# Required work:
Repeat the lines of the material verbatim between the line containing "Please put a dot on every instance of the dry" and the line containing "<point>499,438</point>", both included.

(Point annotation dataset records)

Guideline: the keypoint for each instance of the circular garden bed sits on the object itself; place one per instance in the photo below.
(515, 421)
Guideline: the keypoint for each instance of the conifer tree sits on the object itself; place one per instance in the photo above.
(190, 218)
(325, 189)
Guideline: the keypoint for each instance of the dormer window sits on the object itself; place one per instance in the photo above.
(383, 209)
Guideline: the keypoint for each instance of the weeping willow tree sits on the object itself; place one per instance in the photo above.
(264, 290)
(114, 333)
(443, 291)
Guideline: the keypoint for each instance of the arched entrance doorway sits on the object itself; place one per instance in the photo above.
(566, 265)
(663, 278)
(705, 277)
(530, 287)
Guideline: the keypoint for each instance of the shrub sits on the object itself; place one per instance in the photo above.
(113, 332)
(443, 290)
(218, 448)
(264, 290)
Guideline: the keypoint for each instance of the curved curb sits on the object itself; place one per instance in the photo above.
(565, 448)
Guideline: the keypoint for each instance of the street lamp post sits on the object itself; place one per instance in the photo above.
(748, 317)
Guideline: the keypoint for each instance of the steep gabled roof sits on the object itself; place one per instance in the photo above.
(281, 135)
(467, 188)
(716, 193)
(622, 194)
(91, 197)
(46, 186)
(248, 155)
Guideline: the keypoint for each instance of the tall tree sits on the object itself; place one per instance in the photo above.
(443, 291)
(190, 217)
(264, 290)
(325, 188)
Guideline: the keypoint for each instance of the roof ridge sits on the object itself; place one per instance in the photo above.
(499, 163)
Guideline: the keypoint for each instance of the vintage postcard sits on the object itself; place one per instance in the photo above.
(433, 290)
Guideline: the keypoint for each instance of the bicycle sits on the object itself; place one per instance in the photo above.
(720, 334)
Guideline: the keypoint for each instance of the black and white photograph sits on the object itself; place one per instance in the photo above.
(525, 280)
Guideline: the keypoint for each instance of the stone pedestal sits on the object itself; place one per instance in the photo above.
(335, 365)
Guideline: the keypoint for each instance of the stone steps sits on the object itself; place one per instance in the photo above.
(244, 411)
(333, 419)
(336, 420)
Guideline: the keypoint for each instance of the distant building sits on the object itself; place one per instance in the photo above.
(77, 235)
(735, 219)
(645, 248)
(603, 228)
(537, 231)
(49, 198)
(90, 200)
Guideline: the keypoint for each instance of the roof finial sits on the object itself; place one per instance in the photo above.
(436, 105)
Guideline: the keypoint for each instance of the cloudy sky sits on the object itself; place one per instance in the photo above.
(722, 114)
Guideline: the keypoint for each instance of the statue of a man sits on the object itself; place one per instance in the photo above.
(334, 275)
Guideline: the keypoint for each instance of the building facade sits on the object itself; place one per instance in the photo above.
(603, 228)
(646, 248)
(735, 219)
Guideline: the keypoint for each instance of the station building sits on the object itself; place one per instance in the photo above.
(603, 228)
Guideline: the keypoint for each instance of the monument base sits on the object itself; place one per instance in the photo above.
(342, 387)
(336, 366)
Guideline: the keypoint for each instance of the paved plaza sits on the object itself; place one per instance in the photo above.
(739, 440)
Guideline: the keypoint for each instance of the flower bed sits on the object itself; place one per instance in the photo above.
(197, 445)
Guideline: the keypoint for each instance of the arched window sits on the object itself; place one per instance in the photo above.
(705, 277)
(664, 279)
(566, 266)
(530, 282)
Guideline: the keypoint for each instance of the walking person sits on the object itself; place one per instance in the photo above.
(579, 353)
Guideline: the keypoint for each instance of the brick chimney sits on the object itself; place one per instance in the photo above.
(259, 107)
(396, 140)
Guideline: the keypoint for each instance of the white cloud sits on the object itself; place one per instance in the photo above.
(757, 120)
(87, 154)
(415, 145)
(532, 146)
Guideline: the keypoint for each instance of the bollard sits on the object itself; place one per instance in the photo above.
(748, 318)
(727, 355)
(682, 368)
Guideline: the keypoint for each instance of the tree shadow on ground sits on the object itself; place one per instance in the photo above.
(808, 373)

* * *

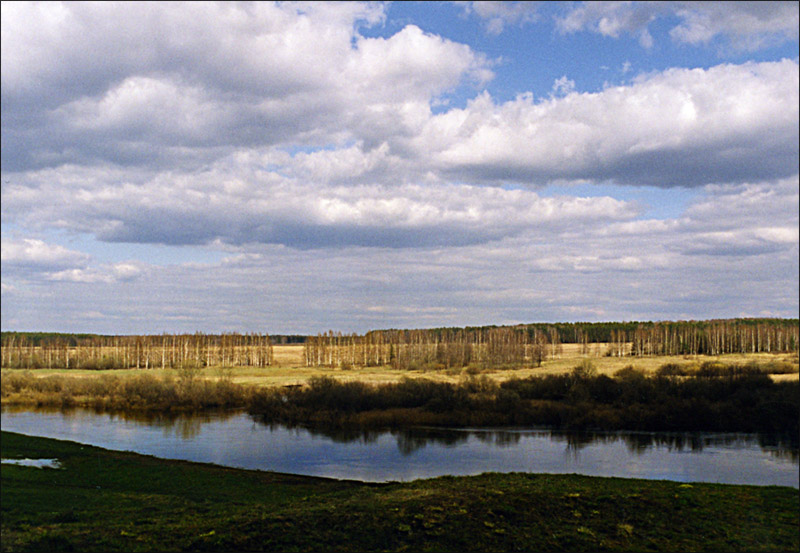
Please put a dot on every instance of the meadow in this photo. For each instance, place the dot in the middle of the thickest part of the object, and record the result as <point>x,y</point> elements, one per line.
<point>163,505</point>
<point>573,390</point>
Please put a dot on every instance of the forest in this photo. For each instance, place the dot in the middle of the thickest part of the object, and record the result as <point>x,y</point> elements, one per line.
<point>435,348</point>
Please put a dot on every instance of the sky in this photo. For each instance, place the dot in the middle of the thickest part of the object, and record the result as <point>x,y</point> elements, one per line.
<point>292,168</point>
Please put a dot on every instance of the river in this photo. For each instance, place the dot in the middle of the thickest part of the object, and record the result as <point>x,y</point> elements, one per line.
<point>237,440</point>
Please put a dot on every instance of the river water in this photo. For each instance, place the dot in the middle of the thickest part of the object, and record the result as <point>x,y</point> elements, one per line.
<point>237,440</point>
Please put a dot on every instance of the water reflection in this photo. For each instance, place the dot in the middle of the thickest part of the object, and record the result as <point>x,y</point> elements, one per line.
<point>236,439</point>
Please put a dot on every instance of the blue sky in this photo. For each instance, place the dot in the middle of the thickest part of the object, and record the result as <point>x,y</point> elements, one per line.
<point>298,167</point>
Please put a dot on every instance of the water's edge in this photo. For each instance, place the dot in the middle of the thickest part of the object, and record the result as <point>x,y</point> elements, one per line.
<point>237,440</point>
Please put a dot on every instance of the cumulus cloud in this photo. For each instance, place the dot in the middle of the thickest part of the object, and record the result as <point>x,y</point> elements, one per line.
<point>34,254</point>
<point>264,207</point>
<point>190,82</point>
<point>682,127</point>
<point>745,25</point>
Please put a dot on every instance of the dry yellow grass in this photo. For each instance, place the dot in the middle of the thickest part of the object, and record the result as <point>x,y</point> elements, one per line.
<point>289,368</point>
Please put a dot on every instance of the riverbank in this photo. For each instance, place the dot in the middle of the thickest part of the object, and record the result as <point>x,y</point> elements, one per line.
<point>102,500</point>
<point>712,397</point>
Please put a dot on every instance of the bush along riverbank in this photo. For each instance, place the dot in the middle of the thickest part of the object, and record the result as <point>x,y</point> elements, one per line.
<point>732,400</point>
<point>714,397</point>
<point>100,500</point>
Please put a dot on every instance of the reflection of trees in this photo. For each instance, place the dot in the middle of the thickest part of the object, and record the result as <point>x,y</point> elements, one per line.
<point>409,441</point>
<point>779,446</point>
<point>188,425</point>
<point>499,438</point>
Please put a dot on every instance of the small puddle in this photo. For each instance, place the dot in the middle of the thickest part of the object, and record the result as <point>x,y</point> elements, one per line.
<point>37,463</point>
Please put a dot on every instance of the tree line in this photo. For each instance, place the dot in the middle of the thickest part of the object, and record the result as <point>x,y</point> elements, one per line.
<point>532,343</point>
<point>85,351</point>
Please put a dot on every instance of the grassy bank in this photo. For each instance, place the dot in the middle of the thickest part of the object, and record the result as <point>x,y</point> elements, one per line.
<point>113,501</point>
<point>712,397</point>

# Final result:
Please put a dot on every instance of the dry yellow grass in this photo. For each instance, place the dot in the middle of the thickest part of the object, and record the result as <point>x,y</point> elements, one per line.
<point>289,368</point>
Please put a dot on every instance of the riverbank in this photo. For each instance, place the dot in the middle of the thickest part of the object, and record the result as <point>x,y</point> elements, one per line.
<point>102,500</point>
<point>712,397</point>
Please put a dot on every instance of the bush along riverbank in this photo. For each instance, place the dot in the middle of the thickest part of the object, and record the result as <point>x,y</point> elements, one per line.
<point>732,400</point>
<point>714,397</point>
<point>100,500</point>
Please put a dot on every instance of the reflection of trees in this photo. For each instance, place the dot in the middle of the thickest part of the object, and record the result as <point>x,y</point> elements, one per line.
<point>409,441</point>
<point>779,446</point>
<point>188,425</point>
<point>499,438</point>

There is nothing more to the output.